練習問題
[1] 引用文に描かれた物語は、何年のどの国を舞台としていますか。
[2] 引用文の一部を正確に書き写してください。「確かに異色だ。本書の約半分は」を含む箇所から始め、「理描写に徹してしまうようだ。」の後で終えてください。

引用文
* * * * *

性の解放が叫ばれる直前の、1962年英国。歴史学者を目指すエドワードと若きバイオリニストのフローレンスは、結婚式をつつがなく終え、風光明媚なチェジル・ビーチ沿いのホテルにチェックインする。知り合って1年と少し。愛しあう二人は、まだベッドをともにしたことがなかった。初夜の興奮と歓喜。そしてこみ上げる不安―。二人の運命を決定的に変えた一夜の一部始終を、細密画のような鮮明さで描き出す、優美で残酷な、異色の恋愛小説。


確かに異色だ。本書の約半分は延々と続く初夜の描写で、残りがところどころで思い出す出会ってからの1年あまりの出来事なのだから。



私の評価としては、★★★☆☆(三つ星:お好みで)

現代から見れば、あまりにも生硬で堅苦しい二人の初夜をこれほど詳細に書かれても、読むのがうっとうしくなる。確かに、大なり小なり、怯える女性の気持ちもわかるが、多くの場合は時間が解決するのだろう。しかし、これほどまでに芯が拒絶的だと、男性はやってられないと思ってしまう。

これまで我慢に我慢を重ね、ただただ焦る男性と、受入れなければと思うが恐怖する女性の心と動作が微に入り細に入り執拗に描写される。男女の心と身体のすれ違いがテーマのように見えるが、それは題材に過ぎないのではなかろうか。二人の、とくに女性の繊細な心理と身体の細かい動きを詳細に描写して見せるのが著者の目的のように思えてしまう。どんな題材でもイアン・マキューアンは粘着質的、神経症的な心理描写に徹してしまうようだ。

* * * * *

データ項目

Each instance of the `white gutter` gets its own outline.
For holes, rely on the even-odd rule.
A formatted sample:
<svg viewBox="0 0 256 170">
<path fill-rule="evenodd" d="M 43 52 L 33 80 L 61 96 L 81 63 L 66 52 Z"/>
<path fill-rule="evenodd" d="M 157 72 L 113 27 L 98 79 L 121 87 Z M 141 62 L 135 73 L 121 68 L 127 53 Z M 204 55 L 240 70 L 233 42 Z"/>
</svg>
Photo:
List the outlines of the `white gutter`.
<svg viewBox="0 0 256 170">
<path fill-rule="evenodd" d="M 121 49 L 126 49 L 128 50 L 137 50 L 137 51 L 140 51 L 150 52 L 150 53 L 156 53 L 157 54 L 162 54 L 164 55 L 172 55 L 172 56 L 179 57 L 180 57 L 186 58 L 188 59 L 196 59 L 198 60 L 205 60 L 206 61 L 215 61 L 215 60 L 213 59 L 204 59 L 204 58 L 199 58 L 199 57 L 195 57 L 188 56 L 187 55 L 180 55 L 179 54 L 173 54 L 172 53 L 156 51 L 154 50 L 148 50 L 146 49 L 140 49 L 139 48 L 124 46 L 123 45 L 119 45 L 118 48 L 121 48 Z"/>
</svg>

* * * * *

解答一覧
[1] 1962年の英国です。

[2]
確かに異色だ。本書の約半分は延々と続く初夜の描写で、残りがところどころで思い出す出会ってからの1年あまりの出来事なのだから。



私の評価としては、★★★☆☆(三つ星:お好みで)

現代から見れば、あまりにも生硬で堅苦しい二人の初夜をこれほど詳細に書かれても、読むのがうっとうしくなる。確かに、大なり小なり、怯える女性の気持ちもわかるが、多くの場合は時間が解決するのだろう。しかし、これほどまでに芯が拒絶的だと、男性はやってられないと思ってしまう。

これまで我慢に我慢を重ね、ただただ焦る男性と、受入れなければと思うが恐怖する女性の心と動作が微に入り細に入り執拗に描写される。男女の心と身体のすれ違いがテーマのように見えるが、それは題材に過ぎないのではなかろうか。二人の、とくに女性の繊細な心理と身体の細かい動きを詳細に描写して見せるのが著者の目的のように思えてしまう。どんな題材でもイアン・マキューアンは粘着質的、神経症的な心理描写に徹してしまうようだ。